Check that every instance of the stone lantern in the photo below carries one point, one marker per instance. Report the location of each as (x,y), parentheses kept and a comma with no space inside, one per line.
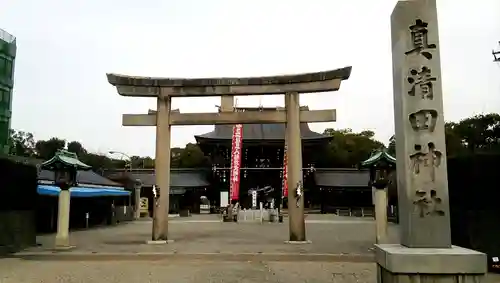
(65,166)
(381,164)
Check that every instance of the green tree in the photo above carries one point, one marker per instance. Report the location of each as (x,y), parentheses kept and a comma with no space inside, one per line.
(21,144)
(77,148)
(476,134)
(46,149)
(348,149)
(391,148)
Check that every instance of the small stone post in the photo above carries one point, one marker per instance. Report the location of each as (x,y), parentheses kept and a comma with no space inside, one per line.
(62,236)
(381,215)
(137,193)
(425,253)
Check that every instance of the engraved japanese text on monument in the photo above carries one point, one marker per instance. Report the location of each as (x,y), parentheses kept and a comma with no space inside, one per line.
(421,82)
(426,159)
(420,41)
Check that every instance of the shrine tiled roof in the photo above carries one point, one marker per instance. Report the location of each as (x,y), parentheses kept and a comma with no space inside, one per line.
(178,178)
(342,178)
(82,177)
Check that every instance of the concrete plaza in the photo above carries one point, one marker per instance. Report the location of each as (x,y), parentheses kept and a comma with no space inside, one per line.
(206,250)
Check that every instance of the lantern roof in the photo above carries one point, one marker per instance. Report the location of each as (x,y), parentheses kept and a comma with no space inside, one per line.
(62,159)
(377,157)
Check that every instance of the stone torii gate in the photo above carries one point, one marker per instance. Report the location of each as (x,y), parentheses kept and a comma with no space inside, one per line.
(163,89)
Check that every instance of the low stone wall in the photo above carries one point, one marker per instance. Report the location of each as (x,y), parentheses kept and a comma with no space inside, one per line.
(254,215)
(124,213)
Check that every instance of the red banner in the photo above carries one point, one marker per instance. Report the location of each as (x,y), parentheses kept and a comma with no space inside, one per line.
(236,161)
(285,172)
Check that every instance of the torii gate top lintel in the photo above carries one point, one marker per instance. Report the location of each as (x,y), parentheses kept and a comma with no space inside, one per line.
(184,87)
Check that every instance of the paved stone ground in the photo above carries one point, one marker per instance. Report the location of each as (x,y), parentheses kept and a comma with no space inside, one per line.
(18,271)
(206,234)
(206,250)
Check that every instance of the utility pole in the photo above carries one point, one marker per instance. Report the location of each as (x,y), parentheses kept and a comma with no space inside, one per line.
(496,55)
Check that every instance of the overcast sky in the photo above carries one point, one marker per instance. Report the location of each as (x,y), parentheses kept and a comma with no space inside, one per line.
(65,48)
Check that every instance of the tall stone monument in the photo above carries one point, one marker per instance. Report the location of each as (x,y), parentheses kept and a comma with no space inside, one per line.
(426,253)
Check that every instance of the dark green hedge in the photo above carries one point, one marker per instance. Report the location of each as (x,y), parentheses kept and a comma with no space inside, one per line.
(18,198)
(474,190)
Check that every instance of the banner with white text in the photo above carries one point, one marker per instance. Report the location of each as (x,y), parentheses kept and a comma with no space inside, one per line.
(285,172)
(237,142)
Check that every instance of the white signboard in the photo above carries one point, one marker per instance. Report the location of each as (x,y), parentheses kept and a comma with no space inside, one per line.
(224,199)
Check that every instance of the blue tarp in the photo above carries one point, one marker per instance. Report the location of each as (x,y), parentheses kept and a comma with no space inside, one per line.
(83,192)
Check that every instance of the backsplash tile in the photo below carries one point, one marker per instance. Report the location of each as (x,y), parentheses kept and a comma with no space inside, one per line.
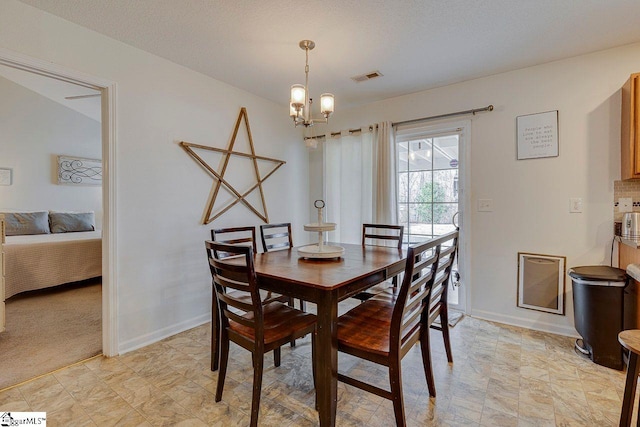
(625,189)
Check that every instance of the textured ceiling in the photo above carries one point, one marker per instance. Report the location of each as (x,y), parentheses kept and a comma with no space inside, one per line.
(415,44)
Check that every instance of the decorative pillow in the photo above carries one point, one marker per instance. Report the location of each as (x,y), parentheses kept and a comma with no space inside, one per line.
(19,223)
(65,222)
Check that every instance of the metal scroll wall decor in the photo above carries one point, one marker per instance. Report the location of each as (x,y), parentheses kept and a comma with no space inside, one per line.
(79,171)
(220,181)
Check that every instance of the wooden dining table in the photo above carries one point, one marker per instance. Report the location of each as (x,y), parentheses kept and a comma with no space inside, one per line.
(325,282)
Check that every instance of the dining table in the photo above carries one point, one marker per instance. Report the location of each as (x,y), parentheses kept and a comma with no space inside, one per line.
(326,282)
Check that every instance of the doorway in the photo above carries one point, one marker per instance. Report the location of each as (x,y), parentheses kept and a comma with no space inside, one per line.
(431,196)
(108,131)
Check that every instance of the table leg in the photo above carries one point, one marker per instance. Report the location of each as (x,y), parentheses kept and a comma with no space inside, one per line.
(327,359)
(633,369)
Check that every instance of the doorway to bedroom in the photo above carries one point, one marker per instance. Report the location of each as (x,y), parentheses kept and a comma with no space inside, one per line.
(49,119)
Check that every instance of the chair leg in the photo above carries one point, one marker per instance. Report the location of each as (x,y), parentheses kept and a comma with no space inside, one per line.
(314,359)
(276,357)
(444,325)
(292,304)
(215,334)
(395,380)
(425,346)
(224,358)
(258,363)
(633,369)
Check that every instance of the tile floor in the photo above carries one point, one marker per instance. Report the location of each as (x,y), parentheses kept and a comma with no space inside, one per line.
(501,376)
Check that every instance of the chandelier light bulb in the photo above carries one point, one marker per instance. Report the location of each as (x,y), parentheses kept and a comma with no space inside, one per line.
(326,103)
(298,93)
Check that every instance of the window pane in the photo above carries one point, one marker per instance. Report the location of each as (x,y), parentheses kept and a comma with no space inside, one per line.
(403,187)
(442,217)
(420,154)
(420,218)
(403,155)
(445,185)
(419,238)
(420,187)
(445,152)
(403,215)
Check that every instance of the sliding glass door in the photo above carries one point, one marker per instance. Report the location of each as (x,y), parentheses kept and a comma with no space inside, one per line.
(429,188)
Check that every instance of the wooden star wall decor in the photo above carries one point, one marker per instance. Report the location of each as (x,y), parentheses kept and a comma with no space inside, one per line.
(220,181)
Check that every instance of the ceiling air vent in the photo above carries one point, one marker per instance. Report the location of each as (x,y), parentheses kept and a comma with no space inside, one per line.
(367,76)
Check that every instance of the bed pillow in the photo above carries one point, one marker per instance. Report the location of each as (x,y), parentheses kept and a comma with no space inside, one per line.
(21,223)
(66,222)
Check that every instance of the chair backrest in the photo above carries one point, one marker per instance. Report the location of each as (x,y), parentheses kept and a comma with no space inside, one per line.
(236,286)
(386,232)
(413,304)
(234,236)
(276,236)
(439,291)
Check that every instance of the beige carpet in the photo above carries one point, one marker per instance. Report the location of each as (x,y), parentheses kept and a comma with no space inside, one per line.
(50,329)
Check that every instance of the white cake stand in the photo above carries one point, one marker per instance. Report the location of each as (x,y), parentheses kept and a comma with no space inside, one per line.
(320,250)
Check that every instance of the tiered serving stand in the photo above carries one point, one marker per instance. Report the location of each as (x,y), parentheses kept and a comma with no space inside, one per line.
(320,250)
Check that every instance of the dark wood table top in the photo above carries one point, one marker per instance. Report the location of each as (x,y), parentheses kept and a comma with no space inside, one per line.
(356,263)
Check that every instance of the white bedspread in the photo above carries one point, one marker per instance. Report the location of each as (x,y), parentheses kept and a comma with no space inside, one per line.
(46,260)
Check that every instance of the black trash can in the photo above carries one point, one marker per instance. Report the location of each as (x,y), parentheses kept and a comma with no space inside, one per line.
(604,303)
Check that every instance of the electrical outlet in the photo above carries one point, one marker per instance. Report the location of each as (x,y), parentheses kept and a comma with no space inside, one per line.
(575,205)
(485,205)
(625,204)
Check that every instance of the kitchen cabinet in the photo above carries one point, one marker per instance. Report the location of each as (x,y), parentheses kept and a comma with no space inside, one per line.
(630,131)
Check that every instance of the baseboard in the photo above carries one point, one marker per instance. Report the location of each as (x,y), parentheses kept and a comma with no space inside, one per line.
(536,325)
(155,336)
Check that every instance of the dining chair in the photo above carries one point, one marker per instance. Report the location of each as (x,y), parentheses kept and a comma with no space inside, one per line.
(247,321)
(236,236)
(276,237)
(394,325)
(380,235)
(438,318)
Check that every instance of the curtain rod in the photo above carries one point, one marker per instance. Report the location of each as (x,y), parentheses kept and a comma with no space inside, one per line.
(406,122)
(442,116)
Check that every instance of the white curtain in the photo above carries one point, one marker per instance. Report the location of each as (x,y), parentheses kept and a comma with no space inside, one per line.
(359,181)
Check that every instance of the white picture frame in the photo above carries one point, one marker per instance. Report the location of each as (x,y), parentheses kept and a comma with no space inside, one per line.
(79,171)
(6,176)
(541,282)
(537,135)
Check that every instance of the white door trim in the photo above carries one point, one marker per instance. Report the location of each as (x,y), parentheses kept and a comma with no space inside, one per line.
(109,132)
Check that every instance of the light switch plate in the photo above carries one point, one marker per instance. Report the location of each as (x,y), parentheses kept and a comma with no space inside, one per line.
(575,205)
(625,204)
(485,205)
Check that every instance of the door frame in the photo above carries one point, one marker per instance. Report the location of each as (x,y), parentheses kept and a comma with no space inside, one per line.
(462,127)
(109,132)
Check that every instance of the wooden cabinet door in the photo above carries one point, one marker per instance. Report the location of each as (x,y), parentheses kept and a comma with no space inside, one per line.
(630,138)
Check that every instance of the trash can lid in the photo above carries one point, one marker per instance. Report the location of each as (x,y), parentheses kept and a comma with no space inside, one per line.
(599,273)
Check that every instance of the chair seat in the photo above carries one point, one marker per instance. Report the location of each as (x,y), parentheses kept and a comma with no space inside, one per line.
(281,322)
(366,327)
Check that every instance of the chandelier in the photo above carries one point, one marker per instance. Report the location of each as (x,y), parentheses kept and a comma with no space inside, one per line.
(300,103)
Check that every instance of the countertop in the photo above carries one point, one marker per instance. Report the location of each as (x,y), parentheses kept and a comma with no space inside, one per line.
(634,243)
(633,270)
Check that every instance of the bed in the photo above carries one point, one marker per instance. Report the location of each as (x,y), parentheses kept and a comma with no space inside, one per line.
(39,261)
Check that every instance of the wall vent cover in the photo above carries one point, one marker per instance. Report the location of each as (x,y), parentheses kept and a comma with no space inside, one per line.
(368,76)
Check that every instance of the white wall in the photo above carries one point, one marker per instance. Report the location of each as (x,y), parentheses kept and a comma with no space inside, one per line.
(530,197)
(162,275)
(33,132)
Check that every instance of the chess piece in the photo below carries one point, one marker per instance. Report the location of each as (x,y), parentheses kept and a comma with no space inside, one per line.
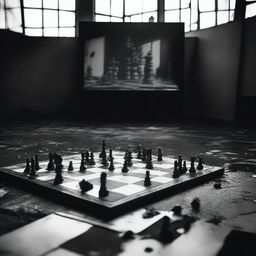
(82,167)
(111,166)
(195,204)
(58,178)
(147,181)
(176,173)
(85,186)
(27,168)
(192,168)
(139,154)
(200,166)
(91,160)
(37,167)
(70,166)
(184,168)
(125,167)
(32,173)
(103,192)
(50,166)
(159,154)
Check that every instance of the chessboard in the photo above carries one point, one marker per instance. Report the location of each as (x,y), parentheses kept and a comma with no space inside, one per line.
(140,182)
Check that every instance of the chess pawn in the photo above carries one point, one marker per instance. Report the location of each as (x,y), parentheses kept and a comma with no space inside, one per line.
(159,154)
(200,164)
(139,154)
(125,168)
(111,166)
(176,173)
(184,168)
(70,166)
(50,166)
(37,167)
(27,168)
(192,168)
(147,181)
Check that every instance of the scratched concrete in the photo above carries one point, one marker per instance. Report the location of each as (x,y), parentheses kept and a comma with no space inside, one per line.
(233,146)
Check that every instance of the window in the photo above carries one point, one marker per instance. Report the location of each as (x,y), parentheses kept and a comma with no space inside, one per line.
(49,17)
(10,15)
(196,14)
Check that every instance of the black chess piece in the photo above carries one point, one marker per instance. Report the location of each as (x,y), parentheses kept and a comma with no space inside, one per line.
(103,192)
(184,168)
(192,168)
(91,160)
(176,172)
(27,168)
(50,166)
(200,166)
(159,154)
(85,185)
(70,166)
(111,166)
(165,233)
(58,178)
(147,181)
(139,154)
(125,167)
(37,166)
(32,173)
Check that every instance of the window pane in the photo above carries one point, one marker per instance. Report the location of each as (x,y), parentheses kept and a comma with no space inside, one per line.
(102,6)
(33,32)
(250,10)
(133,6)
(206,5)
(222,17)
(2,18)
(232,4)
(172,16)
(53,4)
(33,18)
(68,32)
(50,18)
(136,18)
(114,19)
(172,4)
(185,3)
(207,19)
(32,3)
(149,5)
(12,3)
(51,32)
(185,17)
(231,15)
(223,4)
(146,16)
(102,18)
(67,5)
(16,29)
(117,8)
(13,17)
(67,18)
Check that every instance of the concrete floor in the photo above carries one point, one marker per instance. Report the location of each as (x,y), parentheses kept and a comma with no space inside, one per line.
(234,146)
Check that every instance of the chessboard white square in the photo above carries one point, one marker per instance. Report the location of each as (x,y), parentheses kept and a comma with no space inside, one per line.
(162,179)
(94,192)
(129,189)
(125,179)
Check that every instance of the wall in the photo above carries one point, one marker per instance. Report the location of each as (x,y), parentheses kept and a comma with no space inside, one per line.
(37,74)
(215,78)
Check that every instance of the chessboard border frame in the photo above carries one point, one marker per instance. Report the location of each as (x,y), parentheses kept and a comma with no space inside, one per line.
(67,196)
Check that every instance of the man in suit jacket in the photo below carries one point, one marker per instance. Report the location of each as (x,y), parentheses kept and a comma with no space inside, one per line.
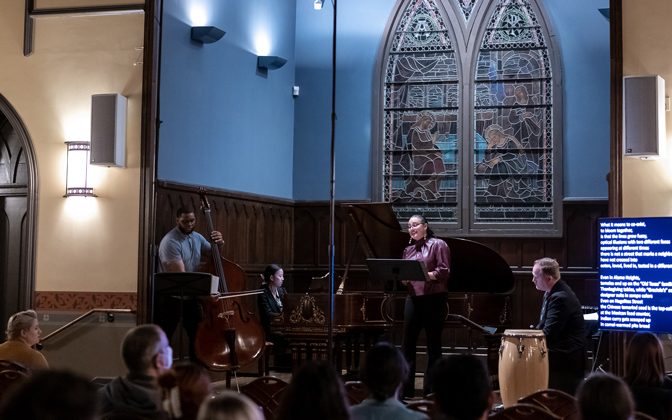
(561,319)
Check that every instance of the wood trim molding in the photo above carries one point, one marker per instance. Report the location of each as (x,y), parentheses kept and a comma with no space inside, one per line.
(84,301)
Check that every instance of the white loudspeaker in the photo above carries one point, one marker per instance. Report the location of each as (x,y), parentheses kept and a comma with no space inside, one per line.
(644,134)
(108,129)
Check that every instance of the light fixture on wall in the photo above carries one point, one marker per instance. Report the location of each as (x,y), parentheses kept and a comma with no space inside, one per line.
(76,173)
(270,62)
(206,34)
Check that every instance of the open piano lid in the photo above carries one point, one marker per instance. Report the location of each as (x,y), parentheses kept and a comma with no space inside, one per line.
(475,268)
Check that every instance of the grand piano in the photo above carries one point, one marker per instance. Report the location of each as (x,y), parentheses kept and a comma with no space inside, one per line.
(479,299)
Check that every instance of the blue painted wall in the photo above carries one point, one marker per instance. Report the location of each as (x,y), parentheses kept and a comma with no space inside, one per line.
(223,124)
(583,35)
(246,133)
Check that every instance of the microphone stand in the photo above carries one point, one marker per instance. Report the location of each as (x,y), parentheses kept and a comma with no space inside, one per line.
(332,193)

Instructions for the task: Your task is to retype the lines running from the one that contains "Check that every instance of the man" through the end of the records, and nothing else. Pictures are not part of the copy.

Exercise response:
Check that every instance of the man in suit jacket in the photo below carries one point, one marker per instance. Report the location of each as (x,y), parentheses kept and a comma with no space inside, one per line.
(561,319)
Check that every instance of the wood trim molding in the photo above carries one point, one marker per instance. Report the location of each as (x,y), parentheses kept and a comma with no space inside, one per line.
(84,301)
Check that every instance of the white loudspeaker in the photo above carries one point, one marker per instance. Report the location of each as (x,y), parentheses kept and a comma with no space inside, one per line.
(644,134)
(108,129)
Check that every instance of the light fixture on wall in the photo above carries one point, one marker per instance. Report the location of each as (x,y), parentheses kept and a comma with no space inside, one per line.
(76,173)
(270,62)
(206,34)
Check that every instance of the open piano lid in the photo above carries one point, one marker per instance. Report the location of each as (x,y), parentheses kept and a comma with no space inside, one per line.
(475,268)
Check that every instance of the grand piano in the photo above carries one point, one marker per instance. Report the location of each as (x,y), parentheses kept and a comma with no space inside, one per line.
(479,299)
Check that every instance of the blue painted wall in the photo above carries one point, one marker per instance. Report the location of each as (x,y), parentheses kept and a comma with no space inside, one per line.
(223,124)
(583,35)
(246,133)
Check that every instance of the microphone stand in the photo above carries one point, one marker per instance. Report the location of each as (x,y), parentheses kept and a comma with no space inside, one per line.
(332,193)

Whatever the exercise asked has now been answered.